**** RECORD EXTRACTS
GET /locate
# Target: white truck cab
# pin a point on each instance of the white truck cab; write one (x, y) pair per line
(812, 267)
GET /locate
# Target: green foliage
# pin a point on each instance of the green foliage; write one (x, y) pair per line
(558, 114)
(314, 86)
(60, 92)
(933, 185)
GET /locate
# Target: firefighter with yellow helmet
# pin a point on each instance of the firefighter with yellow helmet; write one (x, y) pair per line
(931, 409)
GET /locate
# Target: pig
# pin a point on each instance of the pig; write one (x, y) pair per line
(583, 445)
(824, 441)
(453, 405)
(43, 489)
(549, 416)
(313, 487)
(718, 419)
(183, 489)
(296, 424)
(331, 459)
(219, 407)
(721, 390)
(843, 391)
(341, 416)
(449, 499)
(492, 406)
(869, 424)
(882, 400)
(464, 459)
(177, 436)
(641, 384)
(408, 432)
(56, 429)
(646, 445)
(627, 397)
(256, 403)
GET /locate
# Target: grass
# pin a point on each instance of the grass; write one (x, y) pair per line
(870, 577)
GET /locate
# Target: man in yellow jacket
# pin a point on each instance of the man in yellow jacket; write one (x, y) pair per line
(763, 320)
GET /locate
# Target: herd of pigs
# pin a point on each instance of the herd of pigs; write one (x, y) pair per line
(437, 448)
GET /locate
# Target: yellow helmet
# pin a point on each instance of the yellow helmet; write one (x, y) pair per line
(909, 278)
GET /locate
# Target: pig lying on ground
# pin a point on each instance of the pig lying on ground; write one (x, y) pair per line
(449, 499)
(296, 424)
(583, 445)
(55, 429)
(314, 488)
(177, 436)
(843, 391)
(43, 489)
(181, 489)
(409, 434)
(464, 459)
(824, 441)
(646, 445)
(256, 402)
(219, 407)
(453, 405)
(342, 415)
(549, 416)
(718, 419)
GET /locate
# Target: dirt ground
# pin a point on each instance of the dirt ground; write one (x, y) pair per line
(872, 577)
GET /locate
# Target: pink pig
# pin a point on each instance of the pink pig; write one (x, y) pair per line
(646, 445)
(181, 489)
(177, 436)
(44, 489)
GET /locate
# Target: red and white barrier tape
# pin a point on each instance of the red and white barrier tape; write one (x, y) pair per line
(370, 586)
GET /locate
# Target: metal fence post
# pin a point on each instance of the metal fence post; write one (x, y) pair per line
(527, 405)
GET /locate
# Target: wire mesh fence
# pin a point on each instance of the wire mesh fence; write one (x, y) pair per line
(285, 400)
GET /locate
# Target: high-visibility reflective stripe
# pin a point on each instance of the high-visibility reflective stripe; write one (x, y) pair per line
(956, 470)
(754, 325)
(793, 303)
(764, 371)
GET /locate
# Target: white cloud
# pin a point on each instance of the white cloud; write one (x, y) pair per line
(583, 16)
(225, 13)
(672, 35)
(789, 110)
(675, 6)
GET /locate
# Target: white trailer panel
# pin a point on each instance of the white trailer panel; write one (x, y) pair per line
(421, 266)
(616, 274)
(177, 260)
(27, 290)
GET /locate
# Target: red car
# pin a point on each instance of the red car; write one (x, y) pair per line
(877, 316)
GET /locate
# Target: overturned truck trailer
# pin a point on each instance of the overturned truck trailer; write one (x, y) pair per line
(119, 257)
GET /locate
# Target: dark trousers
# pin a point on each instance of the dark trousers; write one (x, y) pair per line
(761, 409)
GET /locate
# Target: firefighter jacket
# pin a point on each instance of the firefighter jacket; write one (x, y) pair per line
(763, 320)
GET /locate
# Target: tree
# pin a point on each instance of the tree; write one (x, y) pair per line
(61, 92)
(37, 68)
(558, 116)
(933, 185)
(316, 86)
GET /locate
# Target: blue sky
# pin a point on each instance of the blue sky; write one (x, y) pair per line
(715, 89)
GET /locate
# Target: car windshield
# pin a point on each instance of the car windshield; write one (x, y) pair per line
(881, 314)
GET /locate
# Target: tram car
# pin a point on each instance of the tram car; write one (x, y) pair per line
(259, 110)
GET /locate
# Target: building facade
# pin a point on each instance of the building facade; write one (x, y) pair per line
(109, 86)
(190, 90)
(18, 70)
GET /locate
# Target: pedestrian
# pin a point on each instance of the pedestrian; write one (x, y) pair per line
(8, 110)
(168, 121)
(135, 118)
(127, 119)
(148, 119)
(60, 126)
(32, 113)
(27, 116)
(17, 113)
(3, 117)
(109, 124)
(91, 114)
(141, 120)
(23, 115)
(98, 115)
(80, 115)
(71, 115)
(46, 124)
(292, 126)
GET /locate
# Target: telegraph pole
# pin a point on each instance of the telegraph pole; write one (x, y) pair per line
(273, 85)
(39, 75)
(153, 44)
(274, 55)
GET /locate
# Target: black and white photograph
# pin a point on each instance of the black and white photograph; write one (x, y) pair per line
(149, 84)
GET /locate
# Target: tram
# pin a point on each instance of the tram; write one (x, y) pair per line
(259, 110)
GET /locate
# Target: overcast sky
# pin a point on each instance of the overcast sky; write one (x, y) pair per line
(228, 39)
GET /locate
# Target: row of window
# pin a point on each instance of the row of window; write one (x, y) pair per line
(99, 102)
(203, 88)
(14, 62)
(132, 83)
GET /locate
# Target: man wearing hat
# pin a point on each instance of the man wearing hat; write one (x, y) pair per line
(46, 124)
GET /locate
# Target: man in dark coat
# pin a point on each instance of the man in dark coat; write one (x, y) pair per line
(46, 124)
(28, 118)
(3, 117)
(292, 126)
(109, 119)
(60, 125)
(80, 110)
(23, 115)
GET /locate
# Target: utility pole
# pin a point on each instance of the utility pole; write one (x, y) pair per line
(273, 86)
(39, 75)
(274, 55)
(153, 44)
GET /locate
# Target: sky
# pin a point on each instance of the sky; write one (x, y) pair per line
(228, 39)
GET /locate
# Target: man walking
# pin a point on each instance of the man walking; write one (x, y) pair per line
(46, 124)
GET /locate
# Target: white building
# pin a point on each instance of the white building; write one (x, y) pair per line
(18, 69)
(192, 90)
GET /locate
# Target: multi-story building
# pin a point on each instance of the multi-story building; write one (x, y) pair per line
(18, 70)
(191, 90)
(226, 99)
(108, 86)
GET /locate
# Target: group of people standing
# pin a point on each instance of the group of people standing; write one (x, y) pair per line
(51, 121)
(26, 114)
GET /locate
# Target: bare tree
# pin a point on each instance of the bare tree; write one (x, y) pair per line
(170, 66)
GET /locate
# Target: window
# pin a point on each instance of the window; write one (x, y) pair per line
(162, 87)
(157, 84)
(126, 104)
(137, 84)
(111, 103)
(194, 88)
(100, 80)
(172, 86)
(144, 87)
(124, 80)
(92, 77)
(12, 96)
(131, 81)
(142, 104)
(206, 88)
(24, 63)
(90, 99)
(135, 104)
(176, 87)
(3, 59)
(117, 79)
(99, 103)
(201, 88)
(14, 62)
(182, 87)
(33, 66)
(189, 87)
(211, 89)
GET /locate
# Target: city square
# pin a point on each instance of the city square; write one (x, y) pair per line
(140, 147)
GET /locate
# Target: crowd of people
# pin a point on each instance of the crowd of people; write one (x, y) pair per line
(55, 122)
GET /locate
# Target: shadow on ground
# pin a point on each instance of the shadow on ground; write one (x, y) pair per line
********
**** RECORD EXTRACTS
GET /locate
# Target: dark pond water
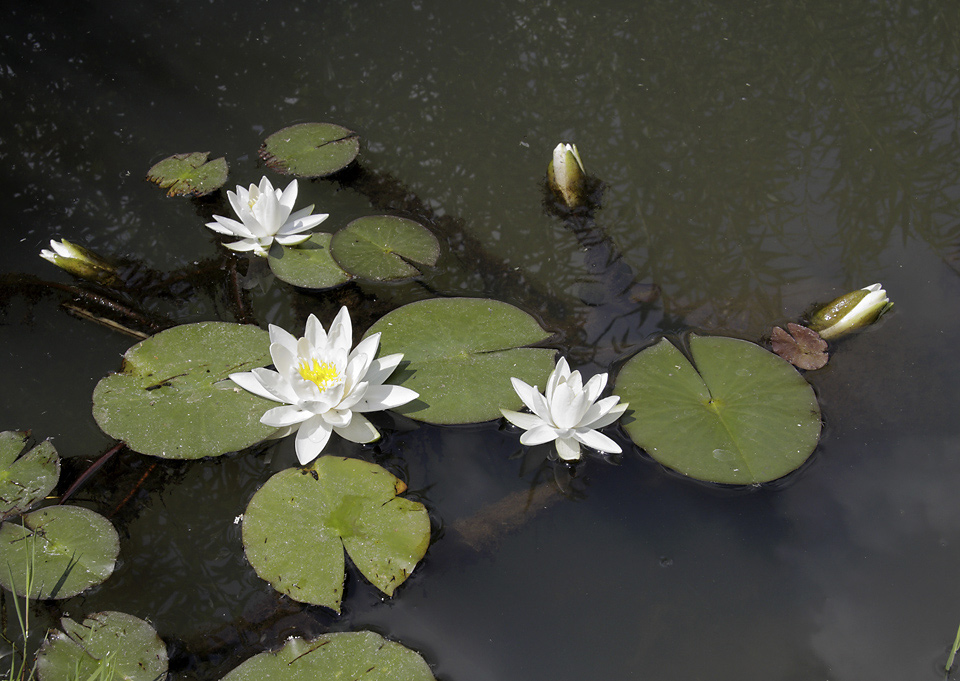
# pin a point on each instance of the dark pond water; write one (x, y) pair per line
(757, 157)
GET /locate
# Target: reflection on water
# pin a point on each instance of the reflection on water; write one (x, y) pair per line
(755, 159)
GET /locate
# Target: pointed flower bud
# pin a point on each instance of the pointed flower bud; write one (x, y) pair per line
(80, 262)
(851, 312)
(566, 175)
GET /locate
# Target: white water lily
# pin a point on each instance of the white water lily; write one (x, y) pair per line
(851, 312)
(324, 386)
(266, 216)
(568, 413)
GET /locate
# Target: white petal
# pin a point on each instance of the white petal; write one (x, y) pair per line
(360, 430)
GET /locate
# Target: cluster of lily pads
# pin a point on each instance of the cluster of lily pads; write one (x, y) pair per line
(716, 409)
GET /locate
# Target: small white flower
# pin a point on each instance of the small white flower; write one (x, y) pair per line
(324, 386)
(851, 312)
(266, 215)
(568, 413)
********
_AIM OF THE TASK_. Report how many lines of the material above contain the word "story", and give only that number.

_ANSWER TO THIS TASK_. 2